*Task brief*:
Count the lines in the material that contain the string "puppy", and give only that number.

*Recorded data*:
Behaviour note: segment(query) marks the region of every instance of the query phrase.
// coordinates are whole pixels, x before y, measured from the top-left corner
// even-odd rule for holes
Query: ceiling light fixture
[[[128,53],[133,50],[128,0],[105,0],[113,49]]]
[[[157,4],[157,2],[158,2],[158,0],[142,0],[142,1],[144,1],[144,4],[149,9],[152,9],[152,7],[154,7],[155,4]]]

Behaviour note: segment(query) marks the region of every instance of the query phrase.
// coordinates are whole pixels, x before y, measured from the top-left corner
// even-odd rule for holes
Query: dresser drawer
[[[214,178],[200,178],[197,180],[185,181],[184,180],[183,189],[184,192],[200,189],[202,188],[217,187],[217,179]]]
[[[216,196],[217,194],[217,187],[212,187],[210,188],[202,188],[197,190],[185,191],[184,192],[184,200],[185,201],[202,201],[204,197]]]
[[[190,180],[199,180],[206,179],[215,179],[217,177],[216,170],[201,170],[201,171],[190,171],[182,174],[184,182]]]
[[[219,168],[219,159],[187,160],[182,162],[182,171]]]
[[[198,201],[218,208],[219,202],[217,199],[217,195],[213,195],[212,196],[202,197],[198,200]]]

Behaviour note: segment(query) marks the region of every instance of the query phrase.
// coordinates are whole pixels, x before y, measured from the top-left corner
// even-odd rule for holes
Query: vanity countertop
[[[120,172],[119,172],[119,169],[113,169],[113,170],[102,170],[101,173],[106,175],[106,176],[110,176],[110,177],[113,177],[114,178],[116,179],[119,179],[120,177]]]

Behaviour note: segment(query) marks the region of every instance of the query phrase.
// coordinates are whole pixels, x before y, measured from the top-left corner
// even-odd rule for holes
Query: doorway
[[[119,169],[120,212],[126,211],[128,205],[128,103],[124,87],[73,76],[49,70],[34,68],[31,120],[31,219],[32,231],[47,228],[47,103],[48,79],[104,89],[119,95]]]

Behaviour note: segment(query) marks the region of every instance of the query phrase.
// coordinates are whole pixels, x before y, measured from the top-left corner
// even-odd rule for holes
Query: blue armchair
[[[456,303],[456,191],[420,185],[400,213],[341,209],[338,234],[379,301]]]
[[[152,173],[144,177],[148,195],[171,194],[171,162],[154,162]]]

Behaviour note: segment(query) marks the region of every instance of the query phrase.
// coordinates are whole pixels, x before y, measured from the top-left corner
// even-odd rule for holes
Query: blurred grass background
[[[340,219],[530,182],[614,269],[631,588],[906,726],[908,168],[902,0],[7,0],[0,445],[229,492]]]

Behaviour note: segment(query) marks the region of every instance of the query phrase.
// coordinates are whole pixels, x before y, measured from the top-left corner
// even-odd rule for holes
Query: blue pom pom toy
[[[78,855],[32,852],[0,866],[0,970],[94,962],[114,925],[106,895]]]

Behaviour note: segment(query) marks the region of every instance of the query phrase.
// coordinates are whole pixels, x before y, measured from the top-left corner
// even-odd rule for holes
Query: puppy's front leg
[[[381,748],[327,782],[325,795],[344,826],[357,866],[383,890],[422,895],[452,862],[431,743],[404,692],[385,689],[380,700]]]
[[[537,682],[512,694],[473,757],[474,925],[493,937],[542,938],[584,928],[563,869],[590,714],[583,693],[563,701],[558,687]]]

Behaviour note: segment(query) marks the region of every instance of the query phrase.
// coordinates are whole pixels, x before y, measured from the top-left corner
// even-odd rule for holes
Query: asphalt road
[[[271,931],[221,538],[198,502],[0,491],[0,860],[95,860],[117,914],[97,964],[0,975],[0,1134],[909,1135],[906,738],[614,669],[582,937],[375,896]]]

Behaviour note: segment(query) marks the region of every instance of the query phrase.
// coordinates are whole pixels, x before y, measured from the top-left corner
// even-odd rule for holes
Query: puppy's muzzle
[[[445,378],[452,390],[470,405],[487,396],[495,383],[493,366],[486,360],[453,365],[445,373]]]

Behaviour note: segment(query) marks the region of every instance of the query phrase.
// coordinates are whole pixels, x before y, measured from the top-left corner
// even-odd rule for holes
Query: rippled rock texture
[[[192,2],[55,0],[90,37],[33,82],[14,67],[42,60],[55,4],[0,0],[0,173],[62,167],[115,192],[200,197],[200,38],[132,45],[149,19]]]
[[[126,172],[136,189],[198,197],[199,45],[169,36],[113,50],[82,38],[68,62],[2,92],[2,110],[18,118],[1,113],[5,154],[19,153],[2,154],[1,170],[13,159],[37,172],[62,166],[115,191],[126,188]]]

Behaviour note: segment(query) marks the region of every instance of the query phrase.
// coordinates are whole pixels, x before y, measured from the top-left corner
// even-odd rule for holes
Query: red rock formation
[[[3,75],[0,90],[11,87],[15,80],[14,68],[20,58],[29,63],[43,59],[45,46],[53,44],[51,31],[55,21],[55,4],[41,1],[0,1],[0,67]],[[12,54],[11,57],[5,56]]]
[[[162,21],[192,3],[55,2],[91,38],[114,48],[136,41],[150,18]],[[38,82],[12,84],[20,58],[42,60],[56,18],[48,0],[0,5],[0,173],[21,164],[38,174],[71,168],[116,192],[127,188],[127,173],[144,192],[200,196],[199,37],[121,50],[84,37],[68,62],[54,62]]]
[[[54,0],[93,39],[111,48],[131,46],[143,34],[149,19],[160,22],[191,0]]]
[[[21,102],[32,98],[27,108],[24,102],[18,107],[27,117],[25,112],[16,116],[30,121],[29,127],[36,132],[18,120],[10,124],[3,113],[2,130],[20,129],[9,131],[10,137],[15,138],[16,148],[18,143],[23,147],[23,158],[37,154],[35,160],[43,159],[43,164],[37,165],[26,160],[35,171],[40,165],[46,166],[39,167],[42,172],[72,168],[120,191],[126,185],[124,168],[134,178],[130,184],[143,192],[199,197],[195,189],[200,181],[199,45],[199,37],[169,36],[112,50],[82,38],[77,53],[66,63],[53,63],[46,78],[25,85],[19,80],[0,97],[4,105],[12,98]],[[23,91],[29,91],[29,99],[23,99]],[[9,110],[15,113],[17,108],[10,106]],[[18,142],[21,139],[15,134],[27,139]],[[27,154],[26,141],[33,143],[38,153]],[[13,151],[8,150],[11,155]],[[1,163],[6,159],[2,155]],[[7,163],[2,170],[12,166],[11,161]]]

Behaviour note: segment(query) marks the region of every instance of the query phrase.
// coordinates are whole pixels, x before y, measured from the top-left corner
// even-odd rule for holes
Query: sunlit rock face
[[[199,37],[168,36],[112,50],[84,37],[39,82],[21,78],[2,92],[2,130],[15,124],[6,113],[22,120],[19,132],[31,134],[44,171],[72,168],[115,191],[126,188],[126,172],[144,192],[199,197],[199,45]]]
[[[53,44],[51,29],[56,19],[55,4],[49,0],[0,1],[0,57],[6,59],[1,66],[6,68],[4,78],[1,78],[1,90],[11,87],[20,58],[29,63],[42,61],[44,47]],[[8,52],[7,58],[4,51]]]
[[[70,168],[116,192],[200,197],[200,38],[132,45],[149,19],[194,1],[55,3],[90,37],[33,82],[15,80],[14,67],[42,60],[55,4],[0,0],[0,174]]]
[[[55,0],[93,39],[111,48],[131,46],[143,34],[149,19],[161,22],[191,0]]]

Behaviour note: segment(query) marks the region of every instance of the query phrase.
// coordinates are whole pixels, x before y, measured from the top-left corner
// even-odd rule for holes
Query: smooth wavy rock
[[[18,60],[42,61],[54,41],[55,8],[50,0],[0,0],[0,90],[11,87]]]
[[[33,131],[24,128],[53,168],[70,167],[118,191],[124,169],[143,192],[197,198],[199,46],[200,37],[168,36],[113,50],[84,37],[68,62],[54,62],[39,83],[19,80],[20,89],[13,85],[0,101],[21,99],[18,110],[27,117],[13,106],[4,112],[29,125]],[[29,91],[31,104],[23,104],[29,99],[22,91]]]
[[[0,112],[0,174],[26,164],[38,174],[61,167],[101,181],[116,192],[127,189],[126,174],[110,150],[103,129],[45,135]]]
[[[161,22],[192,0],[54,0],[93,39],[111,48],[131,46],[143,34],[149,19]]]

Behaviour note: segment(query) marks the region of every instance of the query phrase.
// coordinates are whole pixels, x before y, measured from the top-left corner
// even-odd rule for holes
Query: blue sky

*Written reply*:
2